(Records from a data collection)

↓↓↓

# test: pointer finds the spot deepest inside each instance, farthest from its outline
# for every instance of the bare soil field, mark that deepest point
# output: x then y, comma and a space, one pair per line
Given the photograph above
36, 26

↑↑↑

**DO THIS:** Reproduce each line of the records above character for character.

**EXPECTED ANSWER:**
# test: pointer finds the spot deepest inside each instance, farthest from its outline
# for every instance of the bare soil field, mark that deepest point
# output: x then y, comma and a space, one pair per line
Given the photograph above
36, 26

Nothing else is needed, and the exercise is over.